◆ **What is being asked**
Could you rewrite the entries from their first line through the line holding "positive clicks: (325, 1189)", inclusive, as a numbered list with blank lines left out?

--------

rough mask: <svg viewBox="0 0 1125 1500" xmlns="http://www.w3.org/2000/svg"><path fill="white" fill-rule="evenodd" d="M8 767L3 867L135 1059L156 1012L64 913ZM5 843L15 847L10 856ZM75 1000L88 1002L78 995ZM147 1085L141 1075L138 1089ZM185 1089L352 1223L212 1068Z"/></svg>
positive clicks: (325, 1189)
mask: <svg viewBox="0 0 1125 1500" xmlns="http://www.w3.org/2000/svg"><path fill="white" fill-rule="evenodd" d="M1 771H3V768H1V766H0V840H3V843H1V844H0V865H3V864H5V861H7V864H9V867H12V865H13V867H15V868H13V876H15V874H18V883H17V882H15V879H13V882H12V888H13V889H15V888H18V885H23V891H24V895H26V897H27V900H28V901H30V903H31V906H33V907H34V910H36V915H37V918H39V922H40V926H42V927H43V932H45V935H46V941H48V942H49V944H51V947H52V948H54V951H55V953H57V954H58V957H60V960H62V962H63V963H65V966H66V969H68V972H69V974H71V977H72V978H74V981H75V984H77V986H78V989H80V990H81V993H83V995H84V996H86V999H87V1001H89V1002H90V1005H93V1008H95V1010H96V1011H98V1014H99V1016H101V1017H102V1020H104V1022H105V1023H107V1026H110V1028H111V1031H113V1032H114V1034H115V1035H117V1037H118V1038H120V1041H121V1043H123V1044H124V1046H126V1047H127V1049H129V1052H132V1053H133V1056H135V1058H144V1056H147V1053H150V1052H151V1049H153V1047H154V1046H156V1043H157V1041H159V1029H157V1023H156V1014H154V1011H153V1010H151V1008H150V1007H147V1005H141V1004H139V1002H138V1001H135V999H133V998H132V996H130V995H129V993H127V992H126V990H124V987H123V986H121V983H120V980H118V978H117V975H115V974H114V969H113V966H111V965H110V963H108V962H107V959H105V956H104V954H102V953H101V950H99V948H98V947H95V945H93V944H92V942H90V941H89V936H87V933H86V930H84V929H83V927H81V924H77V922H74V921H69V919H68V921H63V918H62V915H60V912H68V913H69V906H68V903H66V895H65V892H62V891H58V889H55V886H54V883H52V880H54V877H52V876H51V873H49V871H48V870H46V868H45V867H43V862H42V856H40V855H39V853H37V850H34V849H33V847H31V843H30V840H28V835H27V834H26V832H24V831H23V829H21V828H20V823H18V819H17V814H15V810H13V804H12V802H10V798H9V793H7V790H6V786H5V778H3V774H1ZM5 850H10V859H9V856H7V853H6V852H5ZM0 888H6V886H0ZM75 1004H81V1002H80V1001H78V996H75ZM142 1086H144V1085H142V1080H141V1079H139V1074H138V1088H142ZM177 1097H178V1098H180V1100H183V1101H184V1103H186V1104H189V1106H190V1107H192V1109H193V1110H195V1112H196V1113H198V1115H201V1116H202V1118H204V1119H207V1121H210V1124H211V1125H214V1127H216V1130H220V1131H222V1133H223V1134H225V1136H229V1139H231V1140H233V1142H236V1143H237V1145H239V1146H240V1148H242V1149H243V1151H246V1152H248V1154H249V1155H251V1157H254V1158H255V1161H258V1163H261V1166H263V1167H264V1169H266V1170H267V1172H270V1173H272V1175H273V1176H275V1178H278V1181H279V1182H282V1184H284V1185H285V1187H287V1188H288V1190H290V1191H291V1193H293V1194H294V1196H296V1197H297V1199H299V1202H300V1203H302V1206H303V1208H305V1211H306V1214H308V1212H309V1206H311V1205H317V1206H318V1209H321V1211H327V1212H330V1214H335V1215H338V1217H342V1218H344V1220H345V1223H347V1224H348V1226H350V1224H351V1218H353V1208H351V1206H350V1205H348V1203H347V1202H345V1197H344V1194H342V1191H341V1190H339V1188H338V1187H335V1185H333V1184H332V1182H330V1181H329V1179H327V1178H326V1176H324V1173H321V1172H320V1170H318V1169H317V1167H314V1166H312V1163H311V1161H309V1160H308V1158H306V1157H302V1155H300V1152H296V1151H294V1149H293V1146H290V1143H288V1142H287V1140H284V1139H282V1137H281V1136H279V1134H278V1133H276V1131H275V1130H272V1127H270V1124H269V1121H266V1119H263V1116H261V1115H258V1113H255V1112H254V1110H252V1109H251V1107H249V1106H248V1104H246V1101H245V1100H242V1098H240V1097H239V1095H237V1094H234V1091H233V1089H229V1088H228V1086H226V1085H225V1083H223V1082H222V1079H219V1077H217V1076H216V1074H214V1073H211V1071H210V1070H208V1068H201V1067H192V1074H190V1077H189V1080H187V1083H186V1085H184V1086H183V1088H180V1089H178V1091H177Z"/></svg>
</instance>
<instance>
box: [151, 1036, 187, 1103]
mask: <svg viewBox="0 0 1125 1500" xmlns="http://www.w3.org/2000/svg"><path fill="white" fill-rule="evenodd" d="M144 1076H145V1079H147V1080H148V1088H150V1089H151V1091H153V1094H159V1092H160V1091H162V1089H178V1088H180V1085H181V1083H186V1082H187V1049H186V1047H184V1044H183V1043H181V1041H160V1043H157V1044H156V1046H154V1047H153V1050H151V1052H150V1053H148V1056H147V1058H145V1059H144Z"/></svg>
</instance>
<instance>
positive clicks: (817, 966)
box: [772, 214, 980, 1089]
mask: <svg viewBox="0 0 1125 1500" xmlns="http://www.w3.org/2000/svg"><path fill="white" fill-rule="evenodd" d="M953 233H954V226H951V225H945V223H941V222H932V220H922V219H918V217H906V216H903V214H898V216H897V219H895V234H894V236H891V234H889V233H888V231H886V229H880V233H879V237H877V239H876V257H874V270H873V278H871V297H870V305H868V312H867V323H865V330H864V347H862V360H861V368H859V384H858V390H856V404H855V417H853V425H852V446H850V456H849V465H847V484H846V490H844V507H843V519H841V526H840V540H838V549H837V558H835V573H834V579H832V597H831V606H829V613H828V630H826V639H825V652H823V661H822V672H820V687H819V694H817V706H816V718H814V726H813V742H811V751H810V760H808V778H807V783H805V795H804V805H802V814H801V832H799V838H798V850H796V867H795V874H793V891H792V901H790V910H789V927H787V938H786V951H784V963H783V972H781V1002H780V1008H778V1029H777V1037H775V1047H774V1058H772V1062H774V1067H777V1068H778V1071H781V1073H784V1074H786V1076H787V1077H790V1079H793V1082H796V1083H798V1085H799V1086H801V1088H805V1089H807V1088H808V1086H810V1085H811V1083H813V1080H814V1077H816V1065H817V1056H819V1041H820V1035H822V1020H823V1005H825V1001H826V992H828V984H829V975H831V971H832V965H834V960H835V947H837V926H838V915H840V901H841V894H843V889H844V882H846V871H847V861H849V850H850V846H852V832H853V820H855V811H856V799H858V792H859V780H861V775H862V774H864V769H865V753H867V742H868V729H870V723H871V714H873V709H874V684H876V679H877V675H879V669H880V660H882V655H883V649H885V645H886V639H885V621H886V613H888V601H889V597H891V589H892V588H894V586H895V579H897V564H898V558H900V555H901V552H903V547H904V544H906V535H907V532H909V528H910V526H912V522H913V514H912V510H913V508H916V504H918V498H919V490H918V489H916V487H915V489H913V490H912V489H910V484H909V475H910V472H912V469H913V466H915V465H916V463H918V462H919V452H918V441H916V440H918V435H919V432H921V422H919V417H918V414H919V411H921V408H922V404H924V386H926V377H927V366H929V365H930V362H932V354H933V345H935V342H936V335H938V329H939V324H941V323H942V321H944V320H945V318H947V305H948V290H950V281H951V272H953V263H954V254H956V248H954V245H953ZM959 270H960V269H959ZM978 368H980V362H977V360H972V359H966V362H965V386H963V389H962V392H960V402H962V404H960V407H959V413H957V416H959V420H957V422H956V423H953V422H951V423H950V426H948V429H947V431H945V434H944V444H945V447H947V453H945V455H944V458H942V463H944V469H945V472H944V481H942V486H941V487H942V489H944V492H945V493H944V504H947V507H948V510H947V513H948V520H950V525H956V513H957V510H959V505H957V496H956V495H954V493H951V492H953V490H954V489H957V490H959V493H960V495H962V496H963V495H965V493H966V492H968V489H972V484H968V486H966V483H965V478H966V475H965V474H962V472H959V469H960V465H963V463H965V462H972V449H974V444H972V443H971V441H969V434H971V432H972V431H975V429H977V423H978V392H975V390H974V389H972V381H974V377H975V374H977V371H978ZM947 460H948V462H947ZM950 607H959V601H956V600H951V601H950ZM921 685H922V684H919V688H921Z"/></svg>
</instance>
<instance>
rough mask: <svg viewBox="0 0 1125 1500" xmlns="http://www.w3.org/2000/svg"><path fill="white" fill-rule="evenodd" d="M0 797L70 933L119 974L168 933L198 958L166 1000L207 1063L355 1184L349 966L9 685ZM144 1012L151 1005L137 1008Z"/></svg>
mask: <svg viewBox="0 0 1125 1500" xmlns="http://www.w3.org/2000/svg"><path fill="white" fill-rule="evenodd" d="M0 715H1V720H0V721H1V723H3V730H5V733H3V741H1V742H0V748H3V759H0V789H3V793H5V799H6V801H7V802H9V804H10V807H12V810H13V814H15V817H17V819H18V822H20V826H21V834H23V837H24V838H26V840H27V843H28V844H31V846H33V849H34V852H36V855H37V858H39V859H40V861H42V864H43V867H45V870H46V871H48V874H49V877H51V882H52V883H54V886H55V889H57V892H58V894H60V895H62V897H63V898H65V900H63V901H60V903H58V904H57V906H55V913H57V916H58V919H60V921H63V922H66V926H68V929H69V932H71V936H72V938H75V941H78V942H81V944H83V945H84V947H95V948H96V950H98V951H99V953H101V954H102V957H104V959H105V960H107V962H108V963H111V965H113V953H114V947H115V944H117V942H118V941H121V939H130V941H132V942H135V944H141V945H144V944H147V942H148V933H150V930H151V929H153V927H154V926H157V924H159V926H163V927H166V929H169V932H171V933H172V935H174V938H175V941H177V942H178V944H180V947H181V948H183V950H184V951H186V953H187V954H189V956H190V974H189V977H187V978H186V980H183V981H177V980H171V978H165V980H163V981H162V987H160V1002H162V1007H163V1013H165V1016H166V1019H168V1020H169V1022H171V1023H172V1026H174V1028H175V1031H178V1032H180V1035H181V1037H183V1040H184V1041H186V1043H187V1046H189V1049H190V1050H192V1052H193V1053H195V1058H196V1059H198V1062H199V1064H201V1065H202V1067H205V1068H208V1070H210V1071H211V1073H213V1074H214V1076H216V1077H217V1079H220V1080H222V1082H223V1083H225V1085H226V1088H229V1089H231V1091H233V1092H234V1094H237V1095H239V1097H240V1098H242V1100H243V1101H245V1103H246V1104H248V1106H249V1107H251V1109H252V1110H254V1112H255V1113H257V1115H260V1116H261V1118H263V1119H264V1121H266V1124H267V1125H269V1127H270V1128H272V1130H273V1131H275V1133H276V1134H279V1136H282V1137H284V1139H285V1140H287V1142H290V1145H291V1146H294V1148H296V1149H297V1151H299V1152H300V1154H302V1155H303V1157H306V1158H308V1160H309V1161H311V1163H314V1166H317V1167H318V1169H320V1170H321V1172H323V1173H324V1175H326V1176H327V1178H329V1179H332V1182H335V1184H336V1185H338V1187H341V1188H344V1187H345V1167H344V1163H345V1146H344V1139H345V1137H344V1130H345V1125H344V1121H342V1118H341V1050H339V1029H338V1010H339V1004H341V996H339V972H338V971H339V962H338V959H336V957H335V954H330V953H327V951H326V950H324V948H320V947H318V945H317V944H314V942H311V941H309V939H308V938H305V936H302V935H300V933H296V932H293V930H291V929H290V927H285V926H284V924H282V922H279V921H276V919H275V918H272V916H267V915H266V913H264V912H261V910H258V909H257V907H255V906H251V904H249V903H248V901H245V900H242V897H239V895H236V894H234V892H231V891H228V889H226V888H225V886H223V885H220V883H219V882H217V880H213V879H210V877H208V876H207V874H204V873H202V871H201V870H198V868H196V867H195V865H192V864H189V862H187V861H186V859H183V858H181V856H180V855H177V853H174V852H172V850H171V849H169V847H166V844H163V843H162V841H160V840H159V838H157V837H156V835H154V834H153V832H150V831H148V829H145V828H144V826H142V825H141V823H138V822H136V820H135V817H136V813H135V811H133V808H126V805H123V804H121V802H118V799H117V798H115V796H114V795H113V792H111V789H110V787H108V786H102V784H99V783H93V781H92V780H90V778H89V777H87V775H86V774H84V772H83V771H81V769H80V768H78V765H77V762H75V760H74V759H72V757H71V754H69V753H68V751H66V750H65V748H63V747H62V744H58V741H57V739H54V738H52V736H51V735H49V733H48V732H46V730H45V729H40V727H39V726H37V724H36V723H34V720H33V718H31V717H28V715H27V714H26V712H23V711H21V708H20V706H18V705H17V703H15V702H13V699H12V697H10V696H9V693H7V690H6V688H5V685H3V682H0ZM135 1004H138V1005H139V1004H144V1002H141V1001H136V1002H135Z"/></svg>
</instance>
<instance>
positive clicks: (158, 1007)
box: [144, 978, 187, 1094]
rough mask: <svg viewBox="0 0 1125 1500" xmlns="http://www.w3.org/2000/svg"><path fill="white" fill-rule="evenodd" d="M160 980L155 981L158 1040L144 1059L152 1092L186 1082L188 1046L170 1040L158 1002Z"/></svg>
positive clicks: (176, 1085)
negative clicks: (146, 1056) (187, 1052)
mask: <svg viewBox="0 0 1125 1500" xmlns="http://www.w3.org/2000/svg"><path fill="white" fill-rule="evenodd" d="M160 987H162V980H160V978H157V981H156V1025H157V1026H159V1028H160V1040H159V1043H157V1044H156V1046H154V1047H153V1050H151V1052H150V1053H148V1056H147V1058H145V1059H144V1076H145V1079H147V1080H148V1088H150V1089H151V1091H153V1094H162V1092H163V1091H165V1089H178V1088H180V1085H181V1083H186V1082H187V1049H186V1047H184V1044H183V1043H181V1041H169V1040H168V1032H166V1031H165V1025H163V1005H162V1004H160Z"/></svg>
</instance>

--------

◆ **Problem solution**
1. rough mask: <svg viewBox="0 0 1125 1500" xmlns="http://www.w3.org/2000/svg"><path fill="white" fill-rule="evenodd" d="M8 767L3 867L135 1059L156 1012L64 913ZM5 843L15 847L10 856ZM75 1000L88 1002L78 995ZM147 1085L141 1075L138 1089ZM185 1089L352 1223L212 1068Z"/></svg>
2. positive clicks: (325, 1189)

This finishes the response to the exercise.